**EXERCISE**
Every record must be repeated exactly, with no omission.

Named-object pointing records
-- -- --

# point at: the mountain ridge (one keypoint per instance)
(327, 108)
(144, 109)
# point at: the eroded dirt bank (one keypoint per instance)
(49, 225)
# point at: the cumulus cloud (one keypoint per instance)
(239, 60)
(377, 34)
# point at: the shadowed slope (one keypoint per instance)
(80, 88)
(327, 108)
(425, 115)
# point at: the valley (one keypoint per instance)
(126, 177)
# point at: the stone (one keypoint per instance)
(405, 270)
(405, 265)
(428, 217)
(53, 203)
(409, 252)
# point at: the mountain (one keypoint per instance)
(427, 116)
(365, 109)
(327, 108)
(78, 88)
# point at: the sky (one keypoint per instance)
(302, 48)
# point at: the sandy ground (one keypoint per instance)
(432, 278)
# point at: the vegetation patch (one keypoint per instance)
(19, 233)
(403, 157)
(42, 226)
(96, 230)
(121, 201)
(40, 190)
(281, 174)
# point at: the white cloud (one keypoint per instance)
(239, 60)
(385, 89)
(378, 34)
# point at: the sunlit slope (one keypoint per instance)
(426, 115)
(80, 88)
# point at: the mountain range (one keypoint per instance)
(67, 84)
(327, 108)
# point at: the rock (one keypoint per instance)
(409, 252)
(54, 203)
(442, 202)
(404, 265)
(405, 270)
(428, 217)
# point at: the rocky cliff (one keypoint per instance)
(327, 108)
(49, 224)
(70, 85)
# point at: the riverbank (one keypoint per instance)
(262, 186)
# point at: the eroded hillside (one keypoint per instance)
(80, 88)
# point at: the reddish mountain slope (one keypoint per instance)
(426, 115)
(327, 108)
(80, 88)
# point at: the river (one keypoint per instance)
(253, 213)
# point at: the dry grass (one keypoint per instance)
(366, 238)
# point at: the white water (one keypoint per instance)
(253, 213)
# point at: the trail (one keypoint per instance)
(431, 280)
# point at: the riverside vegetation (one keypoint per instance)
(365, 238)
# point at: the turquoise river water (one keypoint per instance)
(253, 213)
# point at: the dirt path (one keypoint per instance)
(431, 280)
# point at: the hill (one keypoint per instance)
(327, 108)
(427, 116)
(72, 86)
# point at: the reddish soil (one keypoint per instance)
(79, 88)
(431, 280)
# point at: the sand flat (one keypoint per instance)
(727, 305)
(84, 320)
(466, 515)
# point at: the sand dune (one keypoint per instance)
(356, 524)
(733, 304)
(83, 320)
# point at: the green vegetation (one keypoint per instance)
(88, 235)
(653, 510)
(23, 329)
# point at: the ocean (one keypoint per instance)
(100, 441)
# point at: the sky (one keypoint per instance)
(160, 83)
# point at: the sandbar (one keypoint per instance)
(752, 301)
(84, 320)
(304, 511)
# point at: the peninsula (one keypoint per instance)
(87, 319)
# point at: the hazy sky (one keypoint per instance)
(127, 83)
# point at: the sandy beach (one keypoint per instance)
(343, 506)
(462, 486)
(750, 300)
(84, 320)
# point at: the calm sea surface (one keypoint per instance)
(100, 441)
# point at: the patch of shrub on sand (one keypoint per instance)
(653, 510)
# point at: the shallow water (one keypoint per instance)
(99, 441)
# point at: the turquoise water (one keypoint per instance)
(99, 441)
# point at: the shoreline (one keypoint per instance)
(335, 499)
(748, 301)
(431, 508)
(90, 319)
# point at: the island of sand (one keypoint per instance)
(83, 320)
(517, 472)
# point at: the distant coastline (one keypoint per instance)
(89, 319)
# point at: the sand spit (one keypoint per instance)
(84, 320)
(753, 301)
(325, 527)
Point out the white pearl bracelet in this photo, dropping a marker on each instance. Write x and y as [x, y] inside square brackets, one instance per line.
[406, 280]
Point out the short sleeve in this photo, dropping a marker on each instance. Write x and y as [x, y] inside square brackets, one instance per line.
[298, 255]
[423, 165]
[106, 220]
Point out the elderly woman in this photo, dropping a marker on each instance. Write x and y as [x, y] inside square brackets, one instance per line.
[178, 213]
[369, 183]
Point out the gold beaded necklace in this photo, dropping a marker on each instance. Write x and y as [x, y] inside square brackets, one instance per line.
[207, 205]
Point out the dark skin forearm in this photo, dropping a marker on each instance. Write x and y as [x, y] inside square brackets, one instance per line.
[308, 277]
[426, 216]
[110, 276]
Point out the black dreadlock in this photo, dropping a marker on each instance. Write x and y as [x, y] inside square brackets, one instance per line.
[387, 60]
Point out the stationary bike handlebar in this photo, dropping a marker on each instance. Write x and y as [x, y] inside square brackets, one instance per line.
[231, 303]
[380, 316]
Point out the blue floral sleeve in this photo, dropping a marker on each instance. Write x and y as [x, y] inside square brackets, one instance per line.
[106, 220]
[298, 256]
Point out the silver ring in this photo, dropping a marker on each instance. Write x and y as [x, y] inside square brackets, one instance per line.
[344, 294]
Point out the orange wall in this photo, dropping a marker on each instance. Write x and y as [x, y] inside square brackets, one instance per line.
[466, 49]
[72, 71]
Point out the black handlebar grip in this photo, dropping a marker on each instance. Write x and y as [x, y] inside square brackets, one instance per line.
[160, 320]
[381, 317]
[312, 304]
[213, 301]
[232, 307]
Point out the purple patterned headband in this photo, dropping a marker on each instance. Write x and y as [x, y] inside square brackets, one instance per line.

-- -- --

**SOLUTION**
# point at: the mountain ridge (one keypoint per instance)
(327, 108)
(144, 109)
# point at: the eroded dirt bank (one keypoint per instance)
(49, 225)
# point at: the cumulus cloud (one keypoint per instance)
(239, 60)
(377, 34)
# point at: the shadowed slope (one keypoint per instance)
(80, 88)
(327, 108)
(425, 115)
# point at: the valley (one keypoint per instance)
(126, 177)
# point at: the stone (one keypoint per instance)
(405, 270)
(405, 265)
(428, 217)
(53, 203)
(409, 252)
# point at: the mountain (one keypoint per instance)
(427, 116)
(365, 109)
(327, 108)
(78, 88)
# point at: the sky (one keypoint per instance)
(302, 48)
# point at: the sandy ground (one keypoint per instance)
(432, 278)
# point at: the vegetation patch (one keypoint per instance)
(19, 233)
(403, 157)
(42, 226)
(96, 230)
(121, 201)
(40, 190)
(281, 174)
# point at: the white cloud (one keypoint per instance)
(239, 60)
(385, 89)
(378, 34)
# point at: the sunlit slope (one keypoint per instance)
(426, 115)
(80, 88)
# point at: the mountain range (one keypoint per instance)
(67, 84)
(327, 108)
# point at: the rock (one keypoint per instance)
(409, 252)
(54, 203)
(442, 202)
(404, 265)
(405, 270)
(428, 217)
# point at: the rocky cliff (one keypoint per instance)
(327, 108)
(49, 224)
(70, 85)
# point at: the riverbank (one keypoint per instance)
(262, 186)
# point at: the eroded hillside (one keypoint per instance)
(80, 88)
# point at: the reddish mountain slope (one keypoint per instance)
(426, 115)
(327, 108)
(80, 88)
# point at: the river (one keypoint per instance)
(253, 213)
# point at: the dry grass (one keypoint per instance)
(366, 238)
# point at: the white water (one keypoint per instance)
(253, 213)
# point at: the trail (one keypoint per instance)
(431, 280)
# point at: the riverside vegetation (one keypoint per instance)
(365, 238)
# point at: the turquoise river water (one keypoint per instance)
(253, 213)
# point at: the dirt path (one keypoint per instance)
(431, 280)
# point at: the hill (one keypoint per instance)
(327, 108)
(427, 116)
(72, 86)
# point at: the reddish soil (one keypoint per instance)
(79, 88)
(431, 280)
# point at: the sand flat (one keypoint per instance)
(727, 305)
(84, 320)
(466, 515)
# point at: the sand dune (one keypoint per instance)
(356, 524)
(733, 304)
(83, 320)
# point at: the green vegetation (one keypoint per instance)
(88, 235)
(653, 510)
(23, 329)
# point at: the ocean (one keypoint per instance)
(100, 441)
# point at: the sky (one keypoint per instance)
(160, 83)
# point at: the sandbar (one keypoint per instance)
(752, 301)
(84, 320)
(304, 511)
# point at: the peninsula (one keypoint per instance)
(87, 319)
# point at: the hazy sky (one keypoint per instance)
(127, 83)
# point at: the sandy beach (one keypoint per instance)
(343, 506)
(462, 486)
(750, 300)
(84, 320)
# point at: the calm sea surface (one keypoint per instance)
(100, 441)
# point at: the patch of shrub on sand (one keypoint per instance)
(653, 510)
# point at: the shallow water (one keypoint per instance)
(99, 441)
# point at: the turquoise water (one keypoint per instance)
(99, 441)
# point at: the shoreline (one keypoint per instance)
(335, 499)
(748, 301)
(431, 508)
(90, 319)
# point at: the island of sand (one keypoint per instance)
(83, 320)
(517, 472)
# point at: the distant coastline (one keypoint per instance)
(89, 319)
# point at: the sand spit (one keypoint per instance)
(84, 320)
(753, 301)
(325, 527)
Point out the white pearl bracelet in this photo, dropping a marker on each instance. Write x and y as [x, y] inside square brackets, one instance per line.
[406, 280]
Point out the short sleeve in this photo, dropping a marker on each instance. Write x and y as [x, y] inside square brackets, one instance per line.
[298, 255]
[423, 165]
[106, 220]
Point out the elderly woman in this photo, dropping a marker on each instance. Write x and y as [x, y] inside square brackets, one instance per line.
[178, 213]
[369, 183]
Point out the gold beaded necklace in this photo, dropping a marker on each instance. Write x and y as [x, y] inside square brackets, one instance per line.
[207, 205]
Point out the dark skin forearm in this photo, dropping a marker on each instance. Write x and y as [x, y] inside square brackets, one instance per line.
[308, 277]
[426, 216]
[110, 276]
Point out the black dreadlock in this photo, dropping a marker on each instance. Write x and y as [x, y] inside square brackets, one instance per line.
[387, 60]
Point out the stationary bike handlebar in this photo, dropping a marker on each instance. Write x and y as [x, y] inside square brackets, one instance per line.
[231, 303]
[380, 316]
Point out the blue floral sleeve in this photo, dropping a marker on each instance. Write x and y as [x, y] inside square brackets, one instance per line.
[106, 220]
[298, 256]
Point out the silver ring in this photo, dropping a marker on each instance. Write x and y as [x, y] inside square brackets, one instance per line.
[344, 294]
Point out the orange wall in this photo, dropping a marker on each instance. Write x and y as [x, y] inside square brackets, one instance per line.
[466, 49]
[72, 71]
Point out the black handlebar grip in this photo, dropping a marker on each instance. Write x and y as [x, y] inside square brackets, one instance per line.
[160, 320]
[381, 317]
[312, 304]
[213, 301]
[232, 307]
Point out the purple patterned headband in this photo, dropping a marker on each instance. Write x and y as [x, y] inside square brackets, one instance per line.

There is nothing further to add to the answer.